**TASK DESCRIPTION:** Line by line, output everything from the one that contains "Where in this photo can the white baseboard" through the end of the material below, exactly as written and with no pictures.

Content starts

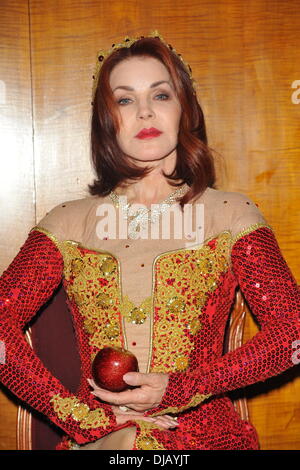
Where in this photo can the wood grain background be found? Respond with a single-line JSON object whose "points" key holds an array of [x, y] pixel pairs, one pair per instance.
{"points": [[245, 58]]}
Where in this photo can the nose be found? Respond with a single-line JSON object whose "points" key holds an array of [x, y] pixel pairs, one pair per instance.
{"points": [[145, 111]]}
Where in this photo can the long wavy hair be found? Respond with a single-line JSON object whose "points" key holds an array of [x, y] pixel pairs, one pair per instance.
{"points": [[194, 164]]}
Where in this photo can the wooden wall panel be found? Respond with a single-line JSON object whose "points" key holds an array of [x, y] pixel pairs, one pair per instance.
{"points": [[17, 197], [244, 56]]}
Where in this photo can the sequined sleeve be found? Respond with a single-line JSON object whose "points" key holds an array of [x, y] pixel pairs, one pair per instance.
{"points": [[25, 286], [273, 296]]}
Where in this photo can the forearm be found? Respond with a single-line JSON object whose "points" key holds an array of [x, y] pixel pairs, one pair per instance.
{"points": [[273, 295]]}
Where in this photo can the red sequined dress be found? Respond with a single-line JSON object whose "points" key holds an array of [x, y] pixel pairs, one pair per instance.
{"points": [[184, 294]]}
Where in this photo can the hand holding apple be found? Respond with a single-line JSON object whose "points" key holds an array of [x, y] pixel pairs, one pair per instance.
{"points": [[109, 366], [148, 393]]}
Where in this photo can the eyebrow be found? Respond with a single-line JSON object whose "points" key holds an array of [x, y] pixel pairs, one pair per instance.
{"points": [[153, 85]]}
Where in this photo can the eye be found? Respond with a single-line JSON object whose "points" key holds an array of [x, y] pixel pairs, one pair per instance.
{"points": [[123, 101], [162, 96]]}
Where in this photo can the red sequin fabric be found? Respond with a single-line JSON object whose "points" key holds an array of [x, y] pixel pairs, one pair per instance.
{"points": [[25, 286], [260, 270], [199, 373]]}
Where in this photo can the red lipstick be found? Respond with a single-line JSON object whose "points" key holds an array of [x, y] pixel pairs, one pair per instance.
{"points": [[148, 133]]}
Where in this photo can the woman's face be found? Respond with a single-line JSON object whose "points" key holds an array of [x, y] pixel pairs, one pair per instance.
{"points": [[149, 109]]}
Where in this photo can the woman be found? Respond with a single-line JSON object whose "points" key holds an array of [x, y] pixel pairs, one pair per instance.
{"points": [[165, 298]]}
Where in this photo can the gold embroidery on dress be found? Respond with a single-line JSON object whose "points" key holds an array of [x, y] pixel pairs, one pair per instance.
{"points": [[72, 407], [135, 314], [184, 279]]}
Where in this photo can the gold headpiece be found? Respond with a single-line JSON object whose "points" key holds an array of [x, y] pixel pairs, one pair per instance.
{"points": [[127, 42]]}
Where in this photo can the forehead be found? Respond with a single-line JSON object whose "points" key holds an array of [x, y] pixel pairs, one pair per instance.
{"points": [[138, 70]]}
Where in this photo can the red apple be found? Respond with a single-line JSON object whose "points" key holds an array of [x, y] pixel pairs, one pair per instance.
{"points": [[109, 366]]}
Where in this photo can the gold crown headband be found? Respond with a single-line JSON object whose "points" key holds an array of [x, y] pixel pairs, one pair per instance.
{"points": [[127, 42]]}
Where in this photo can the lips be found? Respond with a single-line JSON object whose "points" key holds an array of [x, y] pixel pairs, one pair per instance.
{"points": [[148, 133]]}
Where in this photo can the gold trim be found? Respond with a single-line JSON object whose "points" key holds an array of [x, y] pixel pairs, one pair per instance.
{"points": [[250, 229]]}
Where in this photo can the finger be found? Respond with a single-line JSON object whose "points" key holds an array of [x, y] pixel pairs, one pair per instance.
{"points": [[137, 378]]}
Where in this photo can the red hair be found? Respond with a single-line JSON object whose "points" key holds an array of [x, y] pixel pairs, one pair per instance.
{"points": [[194, 165]]}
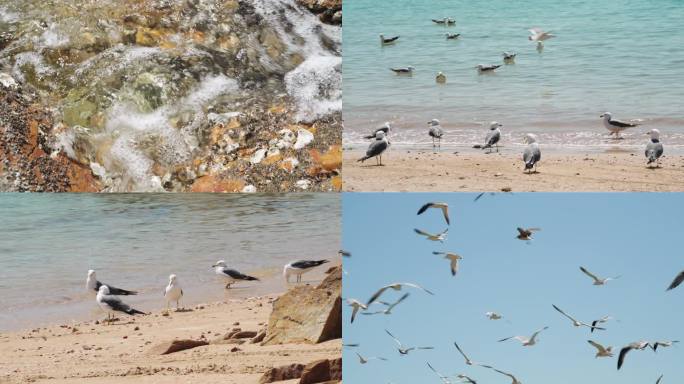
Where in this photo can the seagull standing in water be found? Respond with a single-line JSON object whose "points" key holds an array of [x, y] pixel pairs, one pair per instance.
{"points": [[654, 149], [616, 126]]}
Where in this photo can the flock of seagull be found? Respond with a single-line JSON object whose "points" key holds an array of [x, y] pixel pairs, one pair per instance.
{"points": [[532, 153], [524, 234], [107, 296]]}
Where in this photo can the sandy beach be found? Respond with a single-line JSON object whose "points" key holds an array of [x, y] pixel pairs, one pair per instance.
{"points": [[471, 171]]}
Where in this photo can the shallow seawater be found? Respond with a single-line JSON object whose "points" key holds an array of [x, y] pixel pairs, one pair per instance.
{"points": [[621, 56], [135, 241]]}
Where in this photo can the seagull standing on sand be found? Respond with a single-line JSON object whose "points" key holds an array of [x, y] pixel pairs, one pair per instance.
{"points": [[526, 341], [376, 148], [110, 303], [300, 267], [435, 131], [93, 285], [231, 276], [493, 136], [598, 280], [173, 292], [532, 153], [616, 126], [654, 149]]}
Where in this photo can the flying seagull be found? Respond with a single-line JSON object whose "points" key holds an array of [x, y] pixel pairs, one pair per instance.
{"points": [[404, 350], [615, 126], [110, 303], [376, 148], [678, 280], [526, 341], [396, 287], [654, 149], [93, 285], [300, 267], [437, 205], [173, 292], [231, 276], [598, 280], [601, 350], [575, 322], [434, 237], [454, 258], [532, 153]]}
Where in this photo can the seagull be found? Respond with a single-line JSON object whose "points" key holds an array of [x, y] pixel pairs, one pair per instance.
{"points": [[515, 381], [615, 126], [493, 316], [601, 350], [173, 292], [387, 40], [532, 153], [526, 233], [396, 287], [575, 322], [364, 360], [640, 345], [435, 131], [387, 127], [403, 70], [403, 350], [390, 306], [454, 258], [487, 68], [678, 280], [92, 284], [438, 205], [526, 341], [110, 303], [356, 305], [598, 280], [493, 136], [434, 237], [300, 267], [376, 148], [654, 149], [230, 275]]}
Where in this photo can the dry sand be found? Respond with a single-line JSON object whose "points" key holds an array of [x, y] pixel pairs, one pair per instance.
{"points": [[470, 171], [87, 352]]}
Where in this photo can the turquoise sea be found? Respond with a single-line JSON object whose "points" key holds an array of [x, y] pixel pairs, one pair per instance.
{"points": [[135, 241], [624, 56]]}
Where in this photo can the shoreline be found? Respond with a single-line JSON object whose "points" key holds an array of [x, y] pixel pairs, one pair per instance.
{"points": [[447, 171]]}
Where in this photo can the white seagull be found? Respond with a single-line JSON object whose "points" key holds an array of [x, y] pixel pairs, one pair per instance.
{"points": [[405, 350], [526, 341], [575, 322], [231, 276], [598, 280], [173, 292]]}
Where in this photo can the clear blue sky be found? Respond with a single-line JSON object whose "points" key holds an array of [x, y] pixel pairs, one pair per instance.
{"points": [[636, 235]]}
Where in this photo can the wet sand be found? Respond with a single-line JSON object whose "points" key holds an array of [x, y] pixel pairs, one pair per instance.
{"points": [[468, 170]]}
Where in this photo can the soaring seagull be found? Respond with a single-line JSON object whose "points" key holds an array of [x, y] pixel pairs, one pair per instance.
{"points": [[434, 237], [300, 267], [654, 149], [453, 258], [396, 287], [601, 351], [598, 280], [615, 126], [93, 285], [526, 341], [110, 303], [437, 205], [402, 349], [231, 276], [575, 322]]}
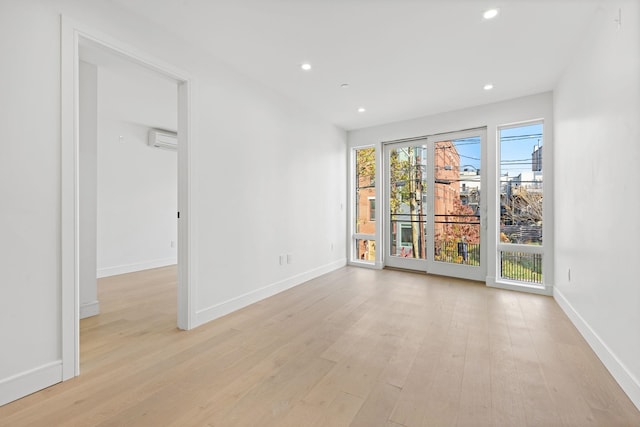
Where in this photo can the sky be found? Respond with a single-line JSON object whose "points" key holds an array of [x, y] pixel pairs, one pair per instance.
{"points": [[516, 146]]}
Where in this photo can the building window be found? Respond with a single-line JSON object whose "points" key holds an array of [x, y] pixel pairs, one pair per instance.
{"points": [[521, 204], [364, 205], [372, 209]]}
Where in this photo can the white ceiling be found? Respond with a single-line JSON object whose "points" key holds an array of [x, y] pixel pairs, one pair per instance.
{"points": [[401, 58]]}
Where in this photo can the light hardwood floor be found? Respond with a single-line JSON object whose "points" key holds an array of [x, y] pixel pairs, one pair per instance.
{"points": [[355, 347]]}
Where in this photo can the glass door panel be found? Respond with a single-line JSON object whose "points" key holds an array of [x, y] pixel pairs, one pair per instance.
{"points": [[406, 204], [457, 206]]}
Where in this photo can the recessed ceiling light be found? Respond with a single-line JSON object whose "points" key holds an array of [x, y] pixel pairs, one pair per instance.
{"points": [[490, 13]]}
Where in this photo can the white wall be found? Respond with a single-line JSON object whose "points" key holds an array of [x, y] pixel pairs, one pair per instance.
{"points": [[269, 180], [88, 206], [597, 118], [137, 184], [492, 116]]}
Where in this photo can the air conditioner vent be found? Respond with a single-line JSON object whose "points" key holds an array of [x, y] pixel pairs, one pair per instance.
{"points": [[165, 139]]}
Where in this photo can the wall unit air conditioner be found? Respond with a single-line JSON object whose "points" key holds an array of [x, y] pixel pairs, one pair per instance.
{"points": [[165, 139]]}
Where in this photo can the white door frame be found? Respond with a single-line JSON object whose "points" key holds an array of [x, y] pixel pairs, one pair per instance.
{"points": [[71, 34], [451, 269]]}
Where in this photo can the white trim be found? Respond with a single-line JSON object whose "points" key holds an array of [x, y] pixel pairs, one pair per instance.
{"points": [[88, 309], [27, 382], [138, 266], [71, 33], [629, 383], [218, 310], [515, 247]]}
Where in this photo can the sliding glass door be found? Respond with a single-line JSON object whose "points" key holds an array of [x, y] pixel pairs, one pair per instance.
{"points": [[457, 208], [433, 205], [406, 204]]}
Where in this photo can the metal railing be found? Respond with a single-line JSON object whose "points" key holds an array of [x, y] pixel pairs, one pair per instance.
{"points": [[521, 266]]}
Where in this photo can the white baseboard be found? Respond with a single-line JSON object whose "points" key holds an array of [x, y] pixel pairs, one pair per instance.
{"points": [[28, 382], [139, 266], [210, 313], [626, 379], [88, 309]]}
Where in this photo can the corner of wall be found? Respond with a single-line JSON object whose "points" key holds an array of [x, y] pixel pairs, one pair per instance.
{"points": [[618, 370]]}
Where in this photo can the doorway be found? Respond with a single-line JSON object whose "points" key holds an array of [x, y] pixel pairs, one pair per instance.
{"points": [[73, 35], [433, 204]]}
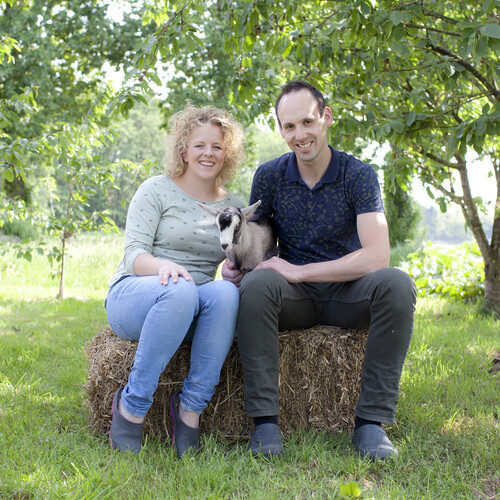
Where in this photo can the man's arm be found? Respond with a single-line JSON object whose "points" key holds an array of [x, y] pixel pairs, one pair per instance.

Content ends

**WRITTEN RESPONSE:**
Where in this photo can the white baseboard be found? Respond with a single-line JSON object whose "points" key holds an array of [x, y] pixel pairs, one pair per instance.
{"points": [[28, 382], [139, 266], [210, 313], [626, 379], [88, 309]]}
Where in this photo can the corner of wall be found? Respond with a single-line JSON object whose "points" key holds an array of [x, y] pixel pairs, one pair per instance.
{"points": [[618, 370]]}
Where in this photo can the doorway be found? Respond with a single-line JSON object whose "points" key holds an array of [x, y] pixel pairs, one pair per instance.
{"points": [[73, 35], [433, 204]]}
Where in this photo can the man's arm be found? Respond with a single-line JSON object whose "points" key holds an array of [x, y] pixel pairs, one pair per instance.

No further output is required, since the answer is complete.